----- RECORD EXCERPTS -----

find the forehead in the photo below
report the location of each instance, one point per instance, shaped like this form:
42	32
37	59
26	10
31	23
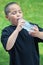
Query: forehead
14	7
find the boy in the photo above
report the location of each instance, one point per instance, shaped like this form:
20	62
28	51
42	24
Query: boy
21	45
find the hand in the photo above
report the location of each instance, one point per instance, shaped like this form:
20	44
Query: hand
21	22
34	33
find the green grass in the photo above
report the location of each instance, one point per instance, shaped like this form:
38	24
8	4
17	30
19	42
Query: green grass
32	11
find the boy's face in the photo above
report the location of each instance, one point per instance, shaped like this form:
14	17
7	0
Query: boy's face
14	14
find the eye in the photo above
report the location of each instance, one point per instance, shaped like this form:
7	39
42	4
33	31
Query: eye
20	11
14	12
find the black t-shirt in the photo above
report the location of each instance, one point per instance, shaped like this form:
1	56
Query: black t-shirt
25	51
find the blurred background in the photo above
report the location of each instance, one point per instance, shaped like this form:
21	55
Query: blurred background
32	11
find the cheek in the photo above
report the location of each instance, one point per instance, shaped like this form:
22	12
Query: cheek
13	18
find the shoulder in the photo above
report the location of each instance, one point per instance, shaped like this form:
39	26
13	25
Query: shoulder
8	30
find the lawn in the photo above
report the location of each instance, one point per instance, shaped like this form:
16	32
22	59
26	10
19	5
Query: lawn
32	11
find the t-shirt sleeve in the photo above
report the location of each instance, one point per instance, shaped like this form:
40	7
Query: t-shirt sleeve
38	39
4	38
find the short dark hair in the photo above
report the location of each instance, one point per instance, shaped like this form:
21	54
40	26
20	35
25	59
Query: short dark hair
6	9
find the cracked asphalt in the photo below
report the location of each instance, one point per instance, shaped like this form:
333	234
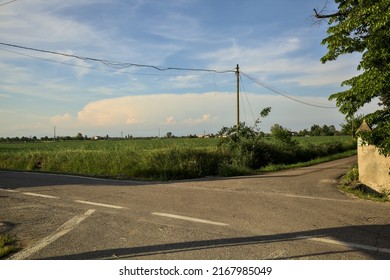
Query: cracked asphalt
294	214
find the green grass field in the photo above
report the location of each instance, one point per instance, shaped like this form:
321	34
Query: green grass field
150	159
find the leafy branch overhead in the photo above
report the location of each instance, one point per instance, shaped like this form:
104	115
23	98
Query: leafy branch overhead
363	26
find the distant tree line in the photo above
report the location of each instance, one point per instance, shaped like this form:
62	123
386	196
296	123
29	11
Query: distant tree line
278	131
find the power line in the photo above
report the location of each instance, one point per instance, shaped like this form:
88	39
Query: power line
7	3
81	66
115	64
285	94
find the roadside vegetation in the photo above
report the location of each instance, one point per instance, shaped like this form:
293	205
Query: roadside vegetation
350	184
234	152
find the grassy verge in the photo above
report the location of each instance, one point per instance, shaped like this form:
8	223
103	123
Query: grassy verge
349	183
7	246
278	167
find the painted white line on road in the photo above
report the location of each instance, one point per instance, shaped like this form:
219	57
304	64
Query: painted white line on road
40	195
196	220
319	198
100	204
347	244
61	231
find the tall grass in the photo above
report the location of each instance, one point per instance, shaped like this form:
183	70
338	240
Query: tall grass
160	159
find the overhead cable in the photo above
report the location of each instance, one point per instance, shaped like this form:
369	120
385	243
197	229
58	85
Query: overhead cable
115	64
285	94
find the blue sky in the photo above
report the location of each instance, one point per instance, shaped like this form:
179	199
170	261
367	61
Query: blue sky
273	41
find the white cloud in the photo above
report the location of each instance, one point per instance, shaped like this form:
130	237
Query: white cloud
191	113
65	118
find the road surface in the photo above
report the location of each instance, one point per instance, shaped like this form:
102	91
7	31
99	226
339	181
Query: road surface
294	214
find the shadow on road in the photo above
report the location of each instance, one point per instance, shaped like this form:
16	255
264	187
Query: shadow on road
344	239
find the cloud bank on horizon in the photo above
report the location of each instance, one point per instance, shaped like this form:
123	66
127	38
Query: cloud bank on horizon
273	41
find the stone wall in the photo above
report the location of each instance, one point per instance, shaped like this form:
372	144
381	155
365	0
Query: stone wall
373	168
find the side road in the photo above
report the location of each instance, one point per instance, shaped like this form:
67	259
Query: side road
294	214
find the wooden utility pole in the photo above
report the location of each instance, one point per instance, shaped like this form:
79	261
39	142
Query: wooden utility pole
238	97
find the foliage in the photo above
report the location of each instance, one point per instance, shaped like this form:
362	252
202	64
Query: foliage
363	26
282	134
168	158
349	183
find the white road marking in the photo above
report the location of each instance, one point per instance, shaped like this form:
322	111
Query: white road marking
61	231
196	220
319	198
100	204
347	244
40	195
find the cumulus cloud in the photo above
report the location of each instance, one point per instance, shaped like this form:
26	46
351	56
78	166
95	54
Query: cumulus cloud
61	118
191	112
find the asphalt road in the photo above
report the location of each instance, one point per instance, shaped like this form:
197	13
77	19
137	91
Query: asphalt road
294	214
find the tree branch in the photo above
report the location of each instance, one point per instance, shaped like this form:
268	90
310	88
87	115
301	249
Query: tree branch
320	16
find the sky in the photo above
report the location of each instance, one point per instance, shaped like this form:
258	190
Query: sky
276	43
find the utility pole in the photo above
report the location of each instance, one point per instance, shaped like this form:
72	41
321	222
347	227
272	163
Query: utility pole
238	97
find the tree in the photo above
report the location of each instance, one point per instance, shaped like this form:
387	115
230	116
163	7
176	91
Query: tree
282	134
363	26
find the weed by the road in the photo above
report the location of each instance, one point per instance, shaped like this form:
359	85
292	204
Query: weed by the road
349	183
7	246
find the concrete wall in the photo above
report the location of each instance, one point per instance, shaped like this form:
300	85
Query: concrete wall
373	168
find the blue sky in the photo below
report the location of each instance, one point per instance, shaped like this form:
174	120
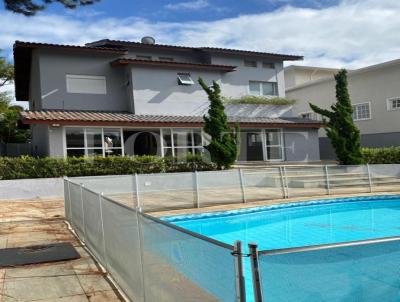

-----

ACTIVITY:
Leaving all pictures aside, quote each record exactly.

COMPLETED EXERCISE:
find the forehead in the photo below
report the location of each instance, one point per instance, shaped like this form:
42	32
37	59
26	10
31	23
Query: forehead
14	7
find the boy in the photo above
report the location of each instance, one point per instance, shaped like this form:
20	62
28	51
42	24
Query: boy
21	45
find the hand in the photo above
report the location of each instance, one point per instance, shaped like this form:
20	44
Query: hand
21	22
34	33
find the green grass in the photo above
report the location of each instance, one point per instance, shaped like this form:
38	24
8	4
17	30
19	42
Query: green grass
32	11
find the boy's face in the photo above
report the location of each instance, one point per instance, shaped like this form:
14	17
7	0
Query: boy's face
14	14
find the eye in the photo above
report the location of each instance, one point per instance, shaped like this form:
7	39
42	4
33	31
Query: eye
20	11
14	12
find the black t-shirt in the photo above
report the location of each instance, one point per instance, shaped like this form:
1	56
Query: black t-shirt
25	51
find the blurred background in the photo above
report the location of each instance, one point per instance, shaped like this form:
21	55
Query: blurred background
32	11
find the cheek in the photo above
report the location of each instance, one point per instance, shaped like this form:
22	12
Query: cheek
13	18
find the shoulder in the photo above
report the location of each instance, one point per instance, shaped like this form:
39	26
13	25
Query: shoulder
8	30
find the lawn in the photo above
report the location of each instance, one point per instance, shaped like this form:
16	32
22	59
26	10
19	5
Query: lawn
32	11
find the t-shirt sleeve in the photo above
report the location of each instance, one point per instance, shaped like this form:
40	7
Query: t-shirt sleeve
38	39
4	38
find the short dark hair in the photo above
report the location of each instance, one point per instance, shaped like this form:
21	54
40	26
20	35
25	59
Query: short dark hair
6	9
find the cracked asphalt in the photo below
report the location of each instance, one point per instance, shaped like this form:
333	234
Query: cracked asphalt
294	214
find the green grass field in the photo above
report the location of each instance, one point per instance, shaped like this form:
321	34
Query: green grass field
150	159
find the leafy branch overhead in the photo above
report the location of each instance, one point per instance, shaped like this form:
104	115
23	98
Query: leafy branch overhead
363	26
find the distant tree line in the photo above
report the location of each instance, one point per instance, shaped like this form:
62	123
386	196
296	123
29	11
Query: distant tree line
278	131
find the power line in the photo above
report the location of each instance, one point per instance, shaped like this form:
88	39
Query: power line
7	3
81	66
115	64
285	94
find the roadside vegetation in the photo above
report the location of each instance, one point per instance, shaped like this form:
293	205
Query: roadside vegetation
350	184
234	152
find the grassy verge in the photo above
report the location of each instance, one point per instance, shaped like this form:
8	223
103	123
Query: grassy verge
349	183
7	246
278	167
find the painted white line on road in the photo above
report the location of each instance, one point per instance, shaped like this form:
219	57
304	64
Query: painted white line on road
40	195
196	220
319	198
100	204
347	244
61	231
find the tall grass in the photo above
report the location of each instance, one point per instance, shaped like this form:
183	70
338	240
Query: tall grass
160	159
find the overhead cable in the photo above
report the location of each instance, one point per instance, shaped like this form:
369	120
385	243
197	229
58	85
Query: overhead cable
115	64
285	94
find the blue sky in the photo above
report the location of each instance, one point per instance, shaped like this form:
179	199
170	261
367	61
Query: blue sky
273	41
find the white cloud in the photo above
report the location of each instance, one point per instance, shaped like this form:
130	237
Query: white cloud
191	113
65	118
find the road surface in the photo above
report the location of each instance, one point per instance, shaped like this form:
102	91
7	31
99	226
339	181
Query: road surface
294	214
find the shadow on road in the photo above
report the location of each instance, one point per instance, shaped like this form:
16	255
264	187
Query: shadow on road
344	239
find the cloud bank on horizon in the photo above
report the location of each instance, one point per instance, shaped like this form:
123	66
127	38
Query: cloud bank on horizon
273	41
find the stone wall in the photo above
report the location of each instance, one point per instance, shaped like this form:
372	144
381	155
365	0
Query: stone wall
373	168
find the side road in the photo above
report the location of each instance, one point per instance, shaped like this form:
67	259
Query: side road
294	214
find the wooden utility pole in the photo above
report the location of each instance, one point per instance, shaped like this form:
79	261
39	142
Query: wooden utility pole
238	97
find the foliage in the photo above
report the location of each instance, one point per instance, shaped like this form:
362	252
202	64
Query: foliage
363	26
282	134
168	158
349	183
find the white road marking in the photo above
report the location of each instance, one point per instance, shaped like this form:
322	111
Query: white road marking
61	231
196	220
319	198
100	204
347	244
40	195
find the cumulus cloud in the photo above
report the location of each instance, one point per instance, shaped like this form:
26	46
351	56
78	166
95	54
Query: cumulus cloud
61	118
191	112
find the asphalt road in the photo above
report the location of each instance, one point per instance, shaped like this form:
197	13
77	19
137	91
Query: asphalt road
294	214
find the tree branch in the photo above
report the location of each instance, one point per instance, shaped like this form:
268	90
310	88
87	115
301	249
Query: tree branch
320	16
find the sky in the photo above
report the location of each instance, one point per instance, shaped like this form:
258	190
Query: sky
276	43
find the utility pole in the photo above
report the location of each instance, one point per instance, shaped like this form:
72	41
321	222
347	227
272	163
Query: utility pole
238	97
find the tree in the photo above
report the location of each instance, one point per instance, shaped like this form:
387	115
230	116
163	7
176	91
Query: tree
282	134
363	26
find the weed by the road in the photo above
report the location of each instance, one point per instance, shaped like this form:
359	85
292	204
Query: weed by the road
349	183
7	246
find the concrete wall in the photo above
report the location of each instance, one point per instance, shaped like this form:
300	85
Query: concrete wall
373	168
find the blue sky in the photo below
report the location of each instance, one point per instance, shaped like this form:
174	120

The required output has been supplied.